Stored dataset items
[Start of Attachment]
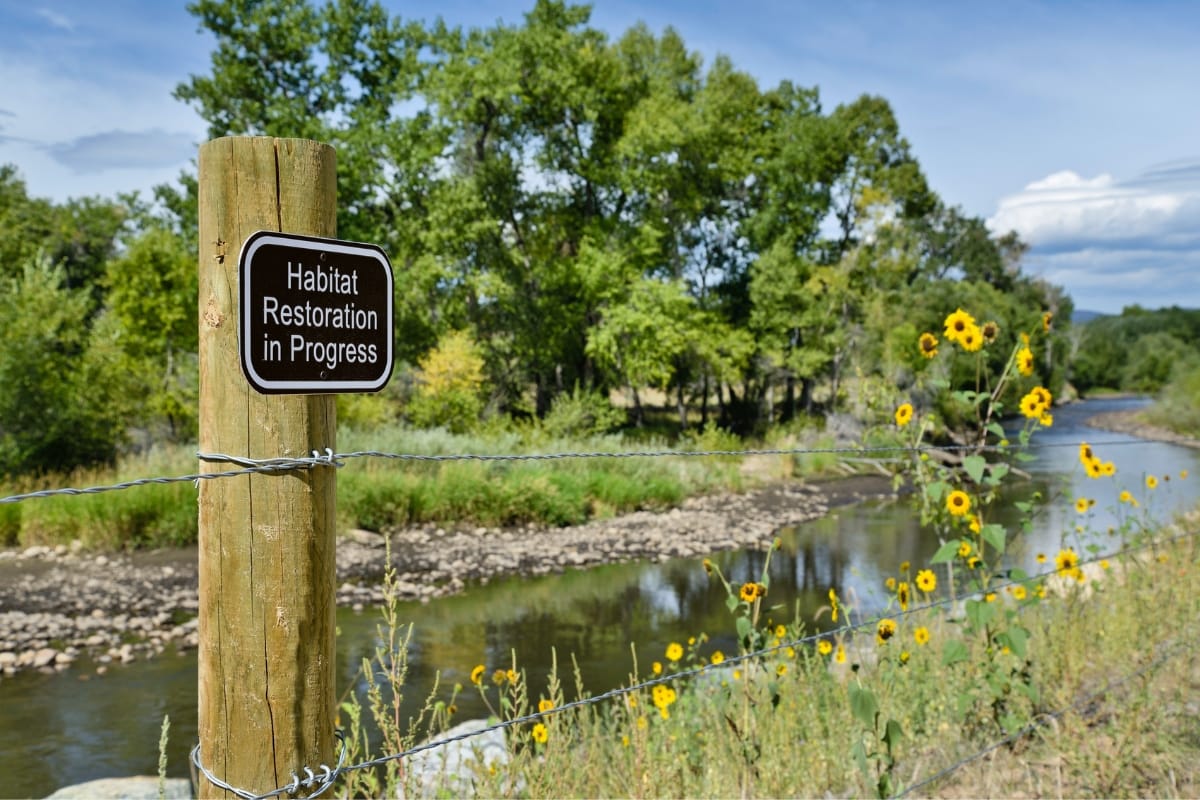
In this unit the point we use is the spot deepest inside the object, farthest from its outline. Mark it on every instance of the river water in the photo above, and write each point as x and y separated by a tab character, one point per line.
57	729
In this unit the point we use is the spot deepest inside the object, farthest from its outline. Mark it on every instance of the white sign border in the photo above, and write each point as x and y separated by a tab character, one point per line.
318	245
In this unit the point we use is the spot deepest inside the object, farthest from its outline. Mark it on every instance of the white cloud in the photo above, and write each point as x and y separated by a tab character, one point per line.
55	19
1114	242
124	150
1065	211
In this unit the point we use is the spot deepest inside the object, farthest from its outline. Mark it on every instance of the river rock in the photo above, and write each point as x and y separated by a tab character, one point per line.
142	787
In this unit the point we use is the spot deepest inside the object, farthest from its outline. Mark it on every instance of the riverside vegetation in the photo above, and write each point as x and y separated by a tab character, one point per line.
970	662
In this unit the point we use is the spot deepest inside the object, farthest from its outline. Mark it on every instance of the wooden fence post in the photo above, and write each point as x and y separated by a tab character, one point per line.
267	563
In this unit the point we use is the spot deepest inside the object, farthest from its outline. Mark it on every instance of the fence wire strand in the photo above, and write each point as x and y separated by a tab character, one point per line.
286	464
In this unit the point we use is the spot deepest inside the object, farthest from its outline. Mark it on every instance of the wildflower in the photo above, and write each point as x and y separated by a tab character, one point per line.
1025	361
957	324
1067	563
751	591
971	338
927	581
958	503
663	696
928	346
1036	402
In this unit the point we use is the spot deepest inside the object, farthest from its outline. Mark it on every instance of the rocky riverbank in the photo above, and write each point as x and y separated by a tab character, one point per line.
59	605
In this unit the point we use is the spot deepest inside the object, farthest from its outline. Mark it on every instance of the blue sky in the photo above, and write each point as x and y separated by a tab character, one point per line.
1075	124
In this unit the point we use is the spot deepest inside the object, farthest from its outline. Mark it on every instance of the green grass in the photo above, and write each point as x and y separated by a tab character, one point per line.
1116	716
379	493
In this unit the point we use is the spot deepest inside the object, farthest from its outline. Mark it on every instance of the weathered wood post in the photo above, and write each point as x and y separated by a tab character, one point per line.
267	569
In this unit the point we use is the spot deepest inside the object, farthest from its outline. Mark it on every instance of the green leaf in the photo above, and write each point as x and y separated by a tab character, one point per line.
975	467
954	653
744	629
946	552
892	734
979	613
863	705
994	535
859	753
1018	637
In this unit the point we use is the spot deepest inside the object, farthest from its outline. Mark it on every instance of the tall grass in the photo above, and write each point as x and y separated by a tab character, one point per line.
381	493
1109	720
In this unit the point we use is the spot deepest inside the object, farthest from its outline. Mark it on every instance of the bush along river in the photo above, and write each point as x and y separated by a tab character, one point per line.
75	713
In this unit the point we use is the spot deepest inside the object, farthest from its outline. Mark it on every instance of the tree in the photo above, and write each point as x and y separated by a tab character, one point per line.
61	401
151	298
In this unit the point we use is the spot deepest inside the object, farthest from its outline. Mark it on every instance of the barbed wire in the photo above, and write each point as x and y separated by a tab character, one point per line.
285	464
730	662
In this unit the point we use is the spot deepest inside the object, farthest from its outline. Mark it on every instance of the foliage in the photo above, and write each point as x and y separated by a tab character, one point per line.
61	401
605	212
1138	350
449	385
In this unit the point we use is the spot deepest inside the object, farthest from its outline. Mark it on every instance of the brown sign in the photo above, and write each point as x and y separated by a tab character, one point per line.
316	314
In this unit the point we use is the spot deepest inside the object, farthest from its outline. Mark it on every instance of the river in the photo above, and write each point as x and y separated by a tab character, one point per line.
[End of Attachment]
Could you repeat the entries word for word, skipping the pictures they contain?

In this unit the point we use is the spot deepest inside the object, farthest from its outline. Mark it on every instance of the river water in the photo above, and write each point as x and y separated by a tab character, one point per line.
57	729
In this unit the point we use is the spot deepest inside the object, farthest from its outline. Mark it on every instance of the white sign border in the photo above, and write each point as x and y separated by a tab character, one point per line.
318	245
In this unit the point we use is the spot deepest inside the object, farthest from its outline. Mark it on every instance of the white cloud in the photo above, and write each point as x and y separated by a tab character, one point per line.
55	19
1114	242
124	150
1065	211
In this unit the point we use is the spot deepest inside the object, farthest from its outline. Mark it on every instance of the river rock in the photo above, and write each point as x and y separated by a tab character, one point per line.
142	787
In this unit the point we use is the spot deepest inside the object, farthest from its outline. Mark it on every instance of the riverside vegetation in the photo above, and write each point as x and y separated by a tab character, one point per line.
970	662
In this unit the point we use is the spot deepest inside the object, farthest from its outline. Mark it on every instance of the wooden fence post in the photo above, and write each point as x and y separated by a tab character, one point per line.
267	563
In this unit the point we use is the spot deepest inside the object, farthest from its outline. Mark it on every instance of the fence wire strand in the photo above, and write each point as x and y separated by a tab character, one point per line.
286	464
In this unit the point we use is the spot deepest inside the object, farthest from its outline. Mark it on every instance of the wildflower in the photo above, and write each point as x and y separated by a tab character, one point per line.
1025	361
957	324
1067	563
751	591
971	338
927	581
958	503
663	696
928	346
1036	402
In this unit the point we use is the spot deepest inside the object, farthest from its outline. Mark it on every instance of the rocky riverbank in the photo above, and write each point as x and y separated by a tab character, one point per line.
59	605
In this unit the point we use is the spot deepest inside the object, farthest from its outline. Mark it on every instance of the blue sky in the photo above, and write each point as x and y separated by a tab character, one point per line.
1075	124
In this unit the point we use is the spot deepest inside the object, farthest from its outline. Mark it on every instance of the green grass in the photo above, and write each point as x and y separated by a tab character, one point per line.
1116	716
379	493
In this unit the point we use is the spot deepest inside the object, farthest from its outline. Mark it on every instance of the weathered wood post in the photo above, and write each point as x and y separated by a tab character, one point per line.
267	569
In this unit the point we use is the spot deepest inside the object, farthest from its outline. Mark it on every instance of the green leaf in the photo above, and write each point as x and y separated by a tab character, one point per line.
975	467
954	653
744	629
946	552
892	734
979	613
863	705
994	535
859	753
1018	637
In this unit the point we use is the spot deepest inside the object, farthest from its outline. Mark it on every instance of the tall grass in the photo above, and write each point as x and y separated by a tab character, one point per line.
381	493
1109	720
In this unit the point we use is the spot deepest inside the object, farthest from its outline. Mark it on every instance of the bush along river in the photo above, and write each point as x and y separated by a tab character, one point per line.
75	713
In this unit the point we use is the spot deepest inside the object, farthest from its outline. Mark it on every instance of the tree in the photo above, and write each point as x and y separated by a tab character, one point per line.
61	401
151	298
In this unit the point we use is the spot deepest inside the object, farthest from its outline. Mark it on every instance of the barbed wire in the photo above, and write each point as x and y separated by a tab character, one point per line.
285	464
730	662
In this unit the point we use is the spot deepest inside the object, farthest from its outline. Mark it on every instance of the foliage in the photo above, and write each point as x and y separated by a tab character, one point per line.
61	401
605	212
1138	350
449	385
In this unit the point we use is the spot deepest inside the object, farthest from its outline. Mark it on every instance of the brown sign in the photo above, and write each point as x and y separated by a tab character, one point per line.
316	314
In this unit the point we use is the spot deepest inside the object, farthest from its outline. Mark it on every instance of the river in the photo above, and write each point as x and y separated by a tab character, one point per line.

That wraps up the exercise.